(Point-per-instance localization data)
--- START ---

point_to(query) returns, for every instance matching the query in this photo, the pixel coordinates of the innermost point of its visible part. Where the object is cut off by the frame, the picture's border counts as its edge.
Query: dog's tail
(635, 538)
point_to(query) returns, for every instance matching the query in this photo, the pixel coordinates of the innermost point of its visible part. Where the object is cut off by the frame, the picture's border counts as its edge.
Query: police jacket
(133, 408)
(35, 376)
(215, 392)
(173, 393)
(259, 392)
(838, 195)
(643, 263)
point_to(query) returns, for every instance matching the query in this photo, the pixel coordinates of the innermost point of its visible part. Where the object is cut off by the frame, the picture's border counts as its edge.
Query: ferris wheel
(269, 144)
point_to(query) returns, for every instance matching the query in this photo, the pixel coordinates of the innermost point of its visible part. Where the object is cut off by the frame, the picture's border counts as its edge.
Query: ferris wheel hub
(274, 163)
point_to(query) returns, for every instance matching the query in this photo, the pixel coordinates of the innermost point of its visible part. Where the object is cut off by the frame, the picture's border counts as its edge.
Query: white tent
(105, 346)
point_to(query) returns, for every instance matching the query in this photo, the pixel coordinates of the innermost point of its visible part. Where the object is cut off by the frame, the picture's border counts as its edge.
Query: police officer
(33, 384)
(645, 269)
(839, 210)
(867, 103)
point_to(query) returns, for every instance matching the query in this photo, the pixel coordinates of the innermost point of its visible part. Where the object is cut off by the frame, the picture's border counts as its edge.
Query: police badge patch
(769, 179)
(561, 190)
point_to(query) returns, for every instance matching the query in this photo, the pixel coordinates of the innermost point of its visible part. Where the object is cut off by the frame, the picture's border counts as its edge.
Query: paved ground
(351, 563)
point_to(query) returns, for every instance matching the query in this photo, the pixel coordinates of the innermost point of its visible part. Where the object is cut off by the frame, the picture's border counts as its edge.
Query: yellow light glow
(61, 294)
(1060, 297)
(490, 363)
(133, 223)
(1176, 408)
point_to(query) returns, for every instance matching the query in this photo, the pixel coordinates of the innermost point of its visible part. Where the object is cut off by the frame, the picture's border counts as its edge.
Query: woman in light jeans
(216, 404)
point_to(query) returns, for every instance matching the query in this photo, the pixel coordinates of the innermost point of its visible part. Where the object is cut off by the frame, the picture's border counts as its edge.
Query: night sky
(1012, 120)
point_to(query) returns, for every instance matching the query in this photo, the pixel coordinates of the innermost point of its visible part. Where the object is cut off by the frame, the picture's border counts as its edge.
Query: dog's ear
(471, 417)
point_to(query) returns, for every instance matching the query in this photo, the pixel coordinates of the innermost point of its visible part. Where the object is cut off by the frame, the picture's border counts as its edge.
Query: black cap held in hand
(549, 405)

--- END ---

- WORK TASK -
Exactly as given, repeat every record above.

- PROBLEM SOLUTION -
point_to(query) returns, for every instance matching the query in this photo, the pixel coordinates of the innermost point of its visible part. Where the object is cut off by the frame, the picture's border counts as its edge.
Query: dog's tail
(635, 538)
point_to(query) returns, for every instance matching the query in this photo, the pixel coordinates of the innermost point of its visible part. Where the object is cut off by the frame, the picture's border counts as its edge.
Query: police jacket
(133, 408)
(35, 376)
(215, 392)
(173, 393)
(259, 392)
(838, 195)
(643, 263)
point_to(query) returns, for every instance matching the query in this photo, the pixel coordinates of the innermost point of its visible part. Where the object is cut off by the frame, the picture's border counts as its edge.
Query: ferris wheel
(269, 144)
point_to(query) returns, for every instance matching the query in this photo, the pixel coordinates of the innermost point of its visible part. Where the object is cut off by the frame, the picture's border counts as its edge.
Query: ferris wheel hub
(274, 163)
point_to(query) returns, for every instance matching the query in this photo, the pixel coordinates of the innermost point of its visible part. Where the object is cut off by the frame, the picture's border counts as its edge.
Query: white tent
(105, 346)
point_to(query) returns, for every instance matching the query in this photo, the pixel coordinates of the innermost point of its visible part. Where the object is cut off by the frame, the picture's border counts as its edge.
Query: police officer
(33, 384)
(645, 269)
(839, 210)
(867, 103)
point_to(query) returns, for every instance matching the query in this photo, the pixel coordinates of the innermost point of its visible part. Where the object is cut off by the frame, the picture's border counts as its edge.
Query: police badge patch
(769, 179)
(561, 190)
point_to(query) returns, for every instance matching the query in this photo, the pixel coordinates of the innermost point of its visible part. Where the object is cut off by the frame, the picture's border counts as its edge.
Query: paved ground
(351, 563)
point_to(query) returns, for every instance matching the query in this photo, the pixel coordinates of the innermost point of its visible part. Where the object is cut off by the frame, the picture's border counts as its edge.
Query: yellow light glow
(61, 294)
(1060, 297)
(490, 363)
(133, 223)
(1176, 408)
point_to(query) returns, for every instance matching the query in this photo, the pixel coordinates of the innermost point of its visible part. Where the object is cut off by the frame, the picture's border counts as its edge.
Query: woman in light jeans
(216, 404)
point_to(query) returns, for every instance matching the query in this photo, the pixel coordinates of the innermost point of its visible part. Where the object is cut off by the frame, the picture's border counts as its edge.
Query: night sky
(1012, 120)
point_to(query) returns, for every instance matching the query in this photo, the pixel coordinates of the innermost point of its visible part. Where the object is cut off by the frame, the picture's border counts as its edge.
Query: dog's ear
(471, 417)
point_to(query) returns, for every instance matching the query in this photo, the pixel coordinates of the innermost point of its visible part. Where the object is cut off by the frame, the picture's border counts as its edge.
Query: black cap held in hand
(549, 405)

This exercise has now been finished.